— start of DATA SECTION —

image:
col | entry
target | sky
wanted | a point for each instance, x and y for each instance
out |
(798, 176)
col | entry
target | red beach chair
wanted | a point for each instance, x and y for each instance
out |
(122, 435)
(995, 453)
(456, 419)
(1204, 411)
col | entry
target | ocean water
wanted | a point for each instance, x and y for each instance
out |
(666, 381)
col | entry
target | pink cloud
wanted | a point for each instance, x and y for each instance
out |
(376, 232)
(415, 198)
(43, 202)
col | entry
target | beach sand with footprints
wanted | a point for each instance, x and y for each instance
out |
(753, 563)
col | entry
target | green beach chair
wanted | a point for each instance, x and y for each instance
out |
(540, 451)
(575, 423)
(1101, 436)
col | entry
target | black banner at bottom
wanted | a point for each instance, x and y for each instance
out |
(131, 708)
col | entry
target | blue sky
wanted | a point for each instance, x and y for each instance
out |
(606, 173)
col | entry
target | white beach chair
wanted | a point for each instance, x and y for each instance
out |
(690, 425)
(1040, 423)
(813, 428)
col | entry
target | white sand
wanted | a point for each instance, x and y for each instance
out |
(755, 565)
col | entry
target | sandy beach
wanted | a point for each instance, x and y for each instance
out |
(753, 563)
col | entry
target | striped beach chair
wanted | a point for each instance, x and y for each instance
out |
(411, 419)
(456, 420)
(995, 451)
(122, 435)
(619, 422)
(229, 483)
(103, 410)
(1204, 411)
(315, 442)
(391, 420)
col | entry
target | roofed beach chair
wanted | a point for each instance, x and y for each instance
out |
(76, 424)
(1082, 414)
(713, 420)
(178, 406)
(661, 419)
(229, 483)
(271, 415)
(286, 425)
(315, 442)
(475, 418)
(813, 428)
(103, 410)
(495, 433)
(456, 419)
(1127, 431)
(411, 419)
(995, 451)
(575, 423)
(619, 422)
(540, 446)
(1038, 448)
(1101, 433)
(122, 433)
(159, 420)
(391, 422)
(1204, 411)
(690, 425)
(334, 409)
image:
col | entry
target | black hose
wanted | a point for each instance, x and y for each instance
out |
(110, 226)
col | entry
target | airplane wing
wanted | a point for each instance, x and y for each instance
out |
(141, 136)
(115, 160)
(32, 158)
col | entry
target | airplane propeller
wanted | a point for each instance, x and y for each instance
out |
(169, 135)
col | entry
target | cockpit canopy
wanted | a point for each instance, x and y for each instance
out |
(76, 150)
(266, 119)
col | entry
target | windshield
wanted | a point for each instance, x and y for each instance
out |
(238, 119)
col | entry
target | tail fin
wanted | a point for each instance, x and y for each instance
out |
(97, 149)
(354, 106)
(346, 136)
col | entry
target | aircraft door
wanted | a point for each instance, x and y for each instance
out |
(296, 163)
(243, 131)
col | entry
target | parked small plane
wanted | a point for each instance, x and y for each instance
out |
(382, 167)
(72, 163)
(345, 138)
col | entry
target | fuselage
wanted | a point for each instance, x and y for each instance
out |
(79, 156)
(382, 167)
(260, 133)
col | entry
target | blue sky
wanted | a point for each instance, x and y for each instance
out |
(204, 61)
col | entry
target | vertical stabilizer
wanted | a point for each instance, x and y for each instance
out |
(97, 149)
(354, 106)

— end of DATA SECTION —

> [GIVEN PROBLEM]
Transcribe every entry word for word.

> [SOLUTION FOR THIS EXERCISE]
image:
col | entry
target | sky
wanted | a point for each instance, x and y for each instance
out |
(798, 176)
col | entry
target | red beach chair
wanted | a point for each instance, x and y for each instance
out |
(122, 435)
(995, 453)
(456, 419)
(1204, 411)
col | entry
target | ocean water
wanted | a point for each instance, x and y for each instance
out |
(666, 381)
col | entry
target | pink cloud
wanted | a point for each instance, x and y for each instance
out |
(376, 232)
(415, 198)
(43, 202)
col | entry
target | beach sand with footprints
wanted | a point for each instance, x and y for each instance
out |
(753, 563)
col | entry
target | green beach chair
wanted | a point for each instance, x and y for each instance
out |
(540, 451)
(575, 423)
(1101, 436)
col | entry
target | black banner at bottom
wanted | a point for each instance, x and y for each instance
out |
(131, 708)
col | entry
target | blue sky
wanted | a point for each instance, x and y for each instance
out |
(606, 173)
col | entry
target | white beach chair
wanted | a point for each instance, x and y for each instance
out |
(690, 425)
(1040, 423)
(813, 428)
col | entry
target | white sand
wanted | a point for each instance, x and y for each instance
out |
(755, 565)
col | entry
target | sandy beach
wanted | a point for each instance, x and y for each instance
out |
(753, 563)
col | entry
target | striped beach chair
wanted | a point for each instance, x and y for each instance
out |
(411, 419)
(456, 420)
(995, 451)
(122, 435)
(619, 422)
(229, 483)
(103, 410)
(1204, 411)
(315, 442)
(391, 420)
col | entry
target | roofed beach chair
wanted | a point for each instance, x and y for each instance
out |
(76, 424)
(1082, 414)
(713, 420)
(178, 406)
(661, 419)
(229, 483)
(271, 415)
(286, 425)
(315, 442)
(475, 418)
(813, 428)
(103, 410)
(495, 433)
(456, 419)
(1127, 431)
(411, 419)
(995, 451)
(575, 423)
(619, 422)
(540, 446)
(1038, 448)
(1101, 433)
(122, 433)
(159, 420)
(391, 422)
(1204, 411)
(690, 425)
(334, 409)
image:
col | entry
target | black hose
wanted | a point for each instance, x and y for each instance
out |
(110, 226)
col | entry
target | airplane wing
wanted | a point for each instance, x and y for each instance
out |
(141, 136)
(115, 160)
(32, 158)
col | entry
target | airplane propeller
wanted | a point for each instance, x and y for each instance
out |
(169, 135)
col | entry
target | cockpit canopy
wanted | a point for each instance, x and y for each instance
out |
(76, 150)
(266, 119)
col | entry
target | windshield
wanted | a point for each instance, x and y for each instance
out |
(238, 119)
col | entry
target | tail fin
wanted | a point for each instance, x and y for each instance
out |
(97, 149)
(354, 106)
(346, 136)
col | entry
target | aircraft door
wanted | a point for each instance, x and y for each instance
out |
(296, 163)
(243, 131)
col | entry
target | parked small plane
wanted | a point for each instance, x and y for each instance
out |
(382, 167)
(72, 163)
(345, 138)
col | entry
target | fuselage
wanted | a point for each instance, x and y for each instance
out |
(79, 156)
(382, 167)
(260, 133)
col | entry
target | blue sky
wanted | a point for each instance, x and y for each instance
out |
(204, 61)
col | entry
target | vertical stabilizer
wanted | a point for each instance, x and y for each instance
out |
(97, 149)
(354, 106)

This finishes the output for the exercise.